TAREFA
Com base no texto sobre a população quilombola, responda:
(a) Qual foi a taxa de analfabetismo entre os quilombolas de 60 anos ou mais?
(b) Em qual sexo o percentual de quilombolas que não sabe ler e escrever foi maior, e qual foi esse percentual?
(c) Que parcela da população quilombola vivia em domicílios com ao menos uma forma de precariedade de saneamento básico?

Considerando a parcela de 65 anos ou mais, o instituto indicou que mais da metade dos quilombolas (53,93%) não sabiam ler nem escrever em 2022. O percentual foi de 20,25% na população total da mesma faixa etária, o equivalente a 1 em cada 5 habitantes.

Quando a análise considera idosos de 60 anos ou mais, a taxa de analfabetismo fica em 49,2% entre os quilombolas e em 17,8% no geral.

O IBGE já apontou que o problema costuma afetar mais as pessoas mais velhas devido a atrasos em investimentos na área de ensino.

Em outras palavras, os idosos de hoje encontraram mais dificuldades de acesso à educação no passado, na comparação com os jovens de hoje, o que se traduz nos dados.

Entre as pessoas de 15 a 17 anos, a taxa de analfabetismo em 2022 foi de 3,18% para o grupo quilombola e de 1,59% para a população total.

No recorte das pessoas quilombolas por sexo, o percentual que não sabe ler e escrever foi maior entre os homens (20,89%) do que entre as mulheres (17,11%). Na população total, a taxa de analfabetismo masculina (7,51%) também superou a feminina (6,52%).

GRUPO CONVIVE COM PRECARIEDADES DE SANEAMENTO BÁSICO

Além de apresentar dados sobre alfabetização, a divulgação desta sexta ainda aponta características dos domicílios quilombolas.

São avaliadas, por exemplo, condições de acesso a serviços de água, esgoto e coleta de lixo. Esses resultados, a exemplo dos indicadores de alfabetização, também sinalizam desigualdades.

O IBGE contabilizou ao menos uma forma de precariedade de saneamento básico em 357,1 mil domicílios particulares permanentes onde vivem 1 milhão de quilombolas, ou 78,93% desse grupo.

Considerando a população total, o percentual de moradores afetados baixa a 27,28% -ou seja, 51,65 pontos percentuais a menos.

Quando o recorte contempla somente os territórios quilombolas oficialmente delimitados, uma parcela reduzida desse grupo, a porcentagem de habitantes impactados é de 90,02% (150,8 mil).

As principais precariedades avaliadas envolvem a ausência de água encanada dentro do lar, a falta de rede geral de esgoto, fossa séptica ou fossa filtro e a inexistência de coleta de lixo.

O IBGE diz que 29,58% dos moradores quilombolas em territórios delimitados conviviam, simultaneamente, com os três principais problemas. Esse percentual foi de 21,89% no total da população quilombola e de 3% na população geral residente no país.

LINHAS
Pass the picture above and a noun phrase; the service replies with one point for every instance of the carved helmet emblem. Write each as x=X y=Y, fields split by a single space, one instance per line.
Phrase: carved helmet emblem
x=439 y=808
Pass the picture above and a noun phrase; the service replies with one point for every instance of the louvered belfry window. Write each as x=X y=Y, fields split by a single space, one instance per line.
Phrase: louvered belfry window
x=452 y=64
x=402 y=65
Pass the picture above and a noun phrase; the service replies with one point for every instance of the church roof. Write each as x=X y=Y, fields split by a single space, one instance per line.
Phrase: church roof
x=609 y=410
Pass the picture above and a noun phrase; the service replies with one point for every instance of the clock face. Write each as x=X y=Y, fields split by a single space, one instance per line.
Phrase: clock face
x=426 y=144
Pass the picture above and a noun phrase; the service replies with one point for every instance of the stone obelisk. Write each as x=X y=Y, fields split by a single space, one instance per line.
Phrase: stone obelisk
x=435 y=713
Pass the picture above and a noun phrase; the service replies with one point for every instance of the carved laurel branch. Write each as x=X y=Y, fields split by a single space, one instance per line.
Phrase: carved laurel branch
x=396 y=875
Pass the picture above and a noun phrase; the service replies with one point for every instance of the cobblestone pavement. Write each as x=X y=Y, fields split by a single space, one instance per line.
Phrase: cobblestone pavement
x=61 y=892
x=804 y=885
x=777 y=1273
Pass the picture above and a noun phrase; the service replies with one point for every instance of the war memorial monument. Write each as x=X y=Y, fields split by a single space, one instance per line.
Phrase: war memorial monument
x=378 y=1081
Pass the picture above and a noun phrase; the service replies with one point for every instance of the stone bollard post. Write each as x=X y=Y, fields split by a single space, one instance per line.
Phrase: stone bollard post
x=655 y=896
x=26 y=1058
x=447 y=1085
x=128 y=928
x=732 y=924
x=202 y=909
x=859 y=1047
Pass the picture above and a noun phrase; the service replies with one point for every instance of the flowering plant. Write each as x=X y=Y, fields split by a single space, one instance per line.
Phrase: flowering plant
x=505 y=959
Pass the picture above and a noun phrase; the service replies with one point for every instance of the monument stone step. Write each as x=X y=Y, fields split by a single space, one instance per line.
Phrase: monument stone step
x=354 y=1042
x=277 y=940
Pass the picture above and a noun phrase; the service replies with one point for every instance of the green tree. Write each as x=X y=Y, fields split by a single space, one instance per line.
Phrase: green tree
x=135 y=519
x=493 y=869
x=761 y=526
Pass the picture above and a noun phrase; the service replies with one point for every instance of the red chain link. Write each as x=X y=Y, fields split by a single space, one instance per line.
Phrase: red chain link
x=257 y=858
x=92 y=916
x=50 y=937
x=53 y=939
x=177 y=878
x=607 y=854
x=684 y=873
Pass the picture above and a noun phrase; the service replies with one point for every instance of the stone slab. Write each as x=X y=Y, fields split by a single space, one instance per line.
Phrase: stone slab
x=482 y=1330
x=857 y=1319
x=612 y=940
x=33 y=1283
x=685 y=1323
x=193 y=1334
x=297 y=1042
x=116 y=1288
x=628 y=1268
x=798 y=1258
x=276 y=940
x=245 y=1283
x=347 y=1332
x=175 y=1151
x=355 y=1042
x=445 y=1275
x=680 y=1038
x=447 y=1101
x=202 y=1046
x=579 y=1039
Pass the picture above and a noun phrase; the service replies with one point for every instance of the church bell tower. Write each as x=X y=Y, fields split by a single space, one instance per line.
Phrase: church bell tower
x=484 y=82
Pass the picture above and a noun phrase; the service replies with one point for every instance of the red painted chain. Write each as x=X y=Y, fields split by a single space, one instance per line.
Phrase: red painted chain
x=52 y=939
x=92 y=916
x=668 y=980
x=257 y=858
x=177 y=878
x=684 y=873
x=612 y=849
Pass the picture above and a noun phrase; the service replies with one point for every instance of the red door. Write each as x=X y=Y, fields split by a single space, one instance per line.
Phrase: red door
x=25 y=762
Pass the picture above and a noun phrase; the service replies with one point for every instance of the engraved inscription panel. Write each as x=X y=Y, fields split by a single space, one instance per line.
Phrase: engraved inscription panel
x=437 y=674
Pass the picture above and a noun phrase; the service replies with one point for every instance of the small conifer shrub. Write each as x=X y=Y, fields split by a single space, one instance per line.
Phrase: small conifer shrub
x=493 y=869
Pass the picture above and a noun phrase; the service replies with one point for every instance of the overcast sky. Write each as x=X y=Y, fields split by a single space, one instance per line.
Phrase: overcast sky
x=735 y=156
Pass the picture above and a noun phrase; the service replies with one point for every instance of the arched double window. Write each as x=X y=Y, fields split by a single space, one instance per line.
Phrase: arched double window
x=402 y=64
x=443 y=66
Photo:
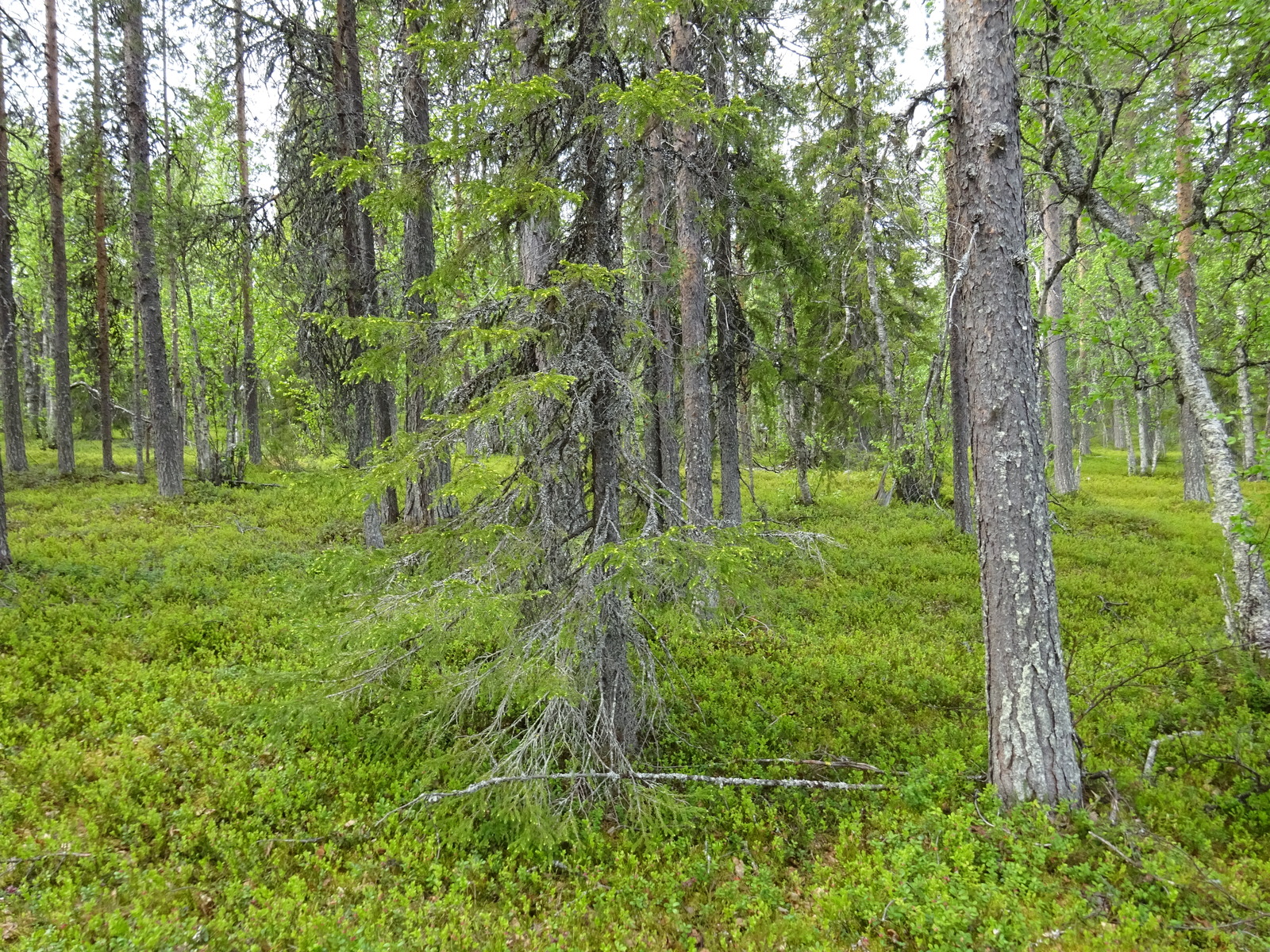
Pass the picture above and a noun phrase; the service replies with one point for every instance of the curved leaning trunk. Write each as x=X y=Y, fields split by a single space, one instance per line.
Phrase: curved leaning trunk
x=1229 y=505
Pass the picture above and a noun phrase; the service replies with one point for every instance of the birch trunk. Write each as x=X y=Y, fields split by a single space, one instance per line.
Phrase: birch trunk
x=1143 y=431
x=251 y=374
x=698 y=432
x=137 y=423
x=10 y=385
x=101 y=260
x=1248 y=412
x=169 y=465
x=533 y=234
x=61 y=427
x=1229 y=511
x=1032 y=753
x=1056 y=349
x=1194 y=482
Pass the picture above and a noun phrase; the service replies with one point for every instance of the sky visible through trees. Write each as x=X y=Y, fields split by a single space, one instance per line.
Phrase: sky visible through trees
x=575 y=340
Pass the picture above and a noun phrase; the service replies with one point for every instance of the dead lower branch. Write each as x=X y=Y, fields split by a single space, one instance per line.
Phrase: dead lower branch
x=436 y=797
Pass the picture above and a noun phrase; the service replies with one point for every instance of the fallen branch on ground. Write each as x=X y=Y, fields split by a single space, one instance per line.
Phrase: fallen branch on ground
x=435 y=797
x=1149 y=765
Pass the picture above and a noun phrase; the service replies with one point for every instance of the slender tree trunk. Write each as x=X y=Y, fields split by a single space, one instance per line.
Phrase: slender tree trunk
x=698 y=432
x=1229 y=511
x=1056 y=349
x=1194 y=482
x=61 y=425
x=888 y=365
x=1032 y=752
x=137 y=423
x=10 y=386
x=102 y=262
x=6 y=555
x=425 y=501
x=357 y=232
x=791 y=397
x=1248 y=413
x=662 y=443
x=205 y=456
x=251 y=385
x=1143 y=431
x=169 y=467
x=963 y=501
x=732 y=333
x=178 y=386
x=533 y=234
x=32 y=347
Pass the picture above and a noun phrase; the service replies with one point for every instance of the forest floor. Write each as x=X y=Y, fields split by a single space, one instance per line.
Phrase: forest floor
x=160 y=789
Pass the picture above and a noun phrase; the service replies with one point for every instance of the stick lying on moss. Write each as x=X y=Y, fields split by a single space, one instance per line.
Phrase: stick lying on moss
x=435 y=797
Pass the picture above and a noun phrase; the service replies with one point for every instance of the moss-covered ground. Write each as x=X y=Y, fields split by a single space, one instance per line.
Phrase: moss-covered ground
x=159 y=791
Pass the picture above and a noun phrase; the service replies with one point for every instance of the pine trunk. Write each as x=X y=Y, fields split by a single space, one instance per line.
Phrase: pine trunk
x=1032 y=742
x=698 y=431
x=10 y=385
x=61 y=427
x=169 y=465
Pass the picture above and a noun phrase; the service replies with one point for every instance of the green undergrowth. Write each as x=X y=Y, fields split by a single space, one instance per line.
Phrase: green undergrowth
x=162 y=787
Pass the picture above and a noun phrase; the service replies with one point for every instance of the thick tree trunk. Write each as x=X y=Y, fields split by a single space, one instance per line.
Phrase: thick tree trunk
x=251 y=382
x=963 y=499
x=10 y=386
x=1056 y=349
x=662 y=444
x=61 y=427
x=1032 y=749
x=698 y=431
x=1229 y=511
x=102 y=262
x=169 y=465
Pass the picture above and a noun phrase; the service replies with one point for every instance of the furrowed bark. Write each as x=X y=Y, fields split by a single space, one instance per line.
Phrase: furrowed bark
x=1056 y=349
x=695 y=374
x=10 y=386
x=101 y=260
x=1030 y=735
x=61 y=427
x=1229 y=505
x=169 y=465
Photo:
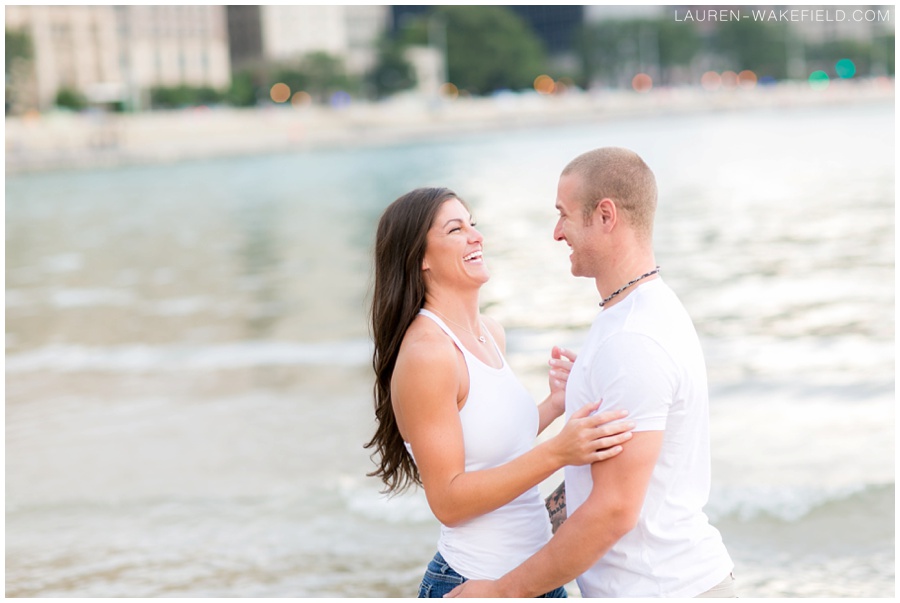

RESOLUÇÃO A SEGUIR
(a) 49,2%.
(b) Entre os homens, com 20,89%.
(c) 78,93%, ou 1 milhão de quilombolas.